◆ PASSAGE
German soccer club puts replica fans in stands for charity, atmosphere

AP photo by Ina Fassbender / Cardboard pictures of fans are in their seats for a German soccer league match between host Borussia Moenchengladbach and Bayer Leverkusen on Saturday.
AP photo by Ina Fassbender / Cardboard pictures of fans are in their seats for a German soccer league match between host Borussia Moenchengladbach and Bayer Leverkusen on Saturday.

DÜSSELDORF, Germany - How's this for devotion: Even when German soccer fans are stuck at home, they can still be seen in the stadium.

Approximately 13,000 cutouts filled the stands Saturday as Borussia Mönchengladbach hosted Bayer Leverkusen in a Bundesliga game that could help decide Champions League qualification.

Gladbach fans took pictures at home in a team shirt or scarf and paid 19 euros ($20.70) to be turned into one of the "Pappkameraden" or "cardboard companions." Fans with season tickets have their cutouts placed in their usual spots, though some fan groups denounced the idea.

◆ EXERCISE TASKS
- A) List every number that appears in the soccer article, each with the unit or word it goes with.
- B) From the soccer article, copy the passage from "DÜSSELDORF, Germany - How's" to "Champions League qualification.".

◆ RECORD EXTRACTS
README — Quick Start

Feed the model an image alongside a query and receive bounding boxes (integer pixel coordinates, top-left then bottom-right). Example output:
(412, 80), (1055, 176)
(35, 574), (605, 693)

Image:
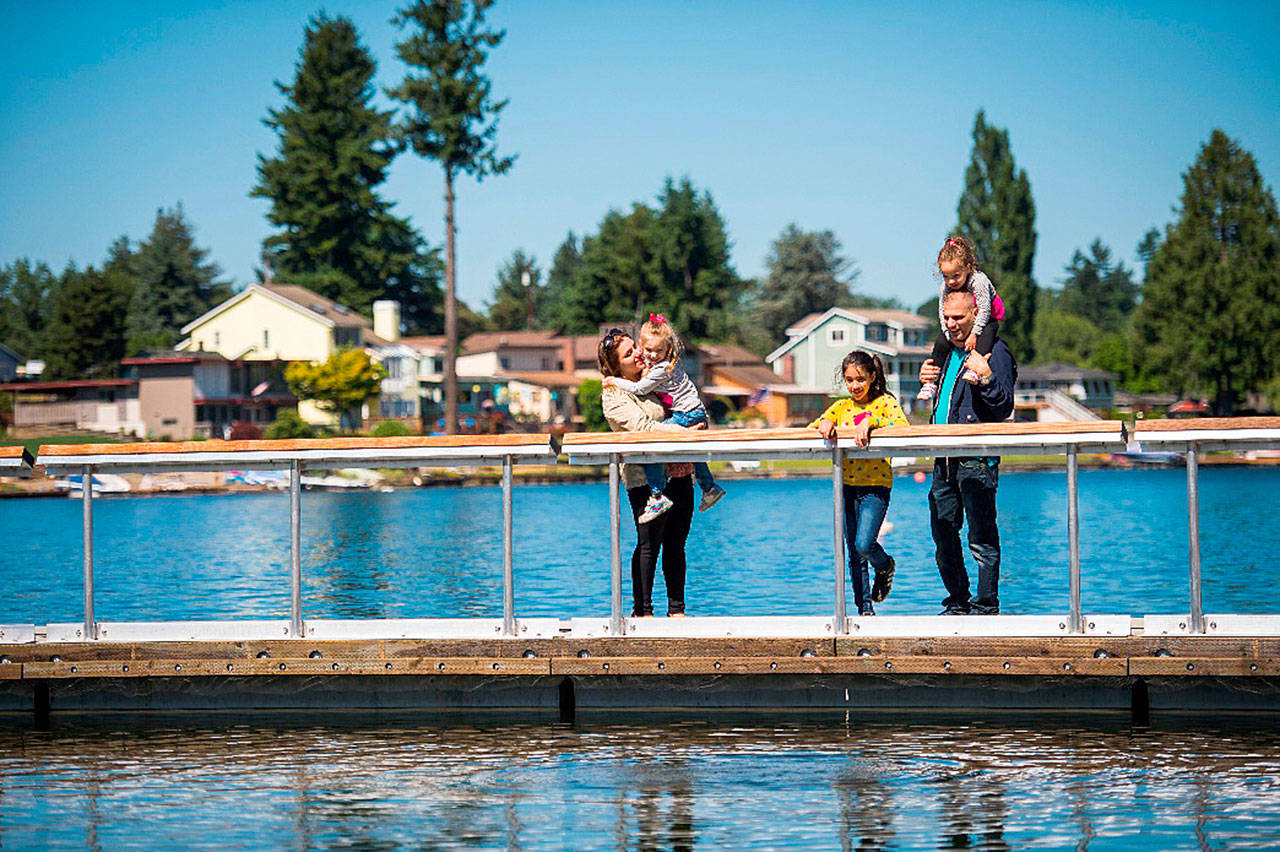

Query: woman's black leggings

(627, 476), (694, 615)
(929, 313), (1000, 368)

◆ SOLUTIONS BY TASK
- A)
- 13,000 (cutouts)
- 19 euros
- $20.70

- B)
DÜSSELDORF, Germany - How's this for devotion: Even when German soccer fans are stuck at home, they can still be seen in the stadium.

Approximately 13,000 cutouts filled the stands Saturday as Borussia Mönchengladbach hosted Bayer Leverkusen in a Bundesliga game that could help decide Champions League qualification.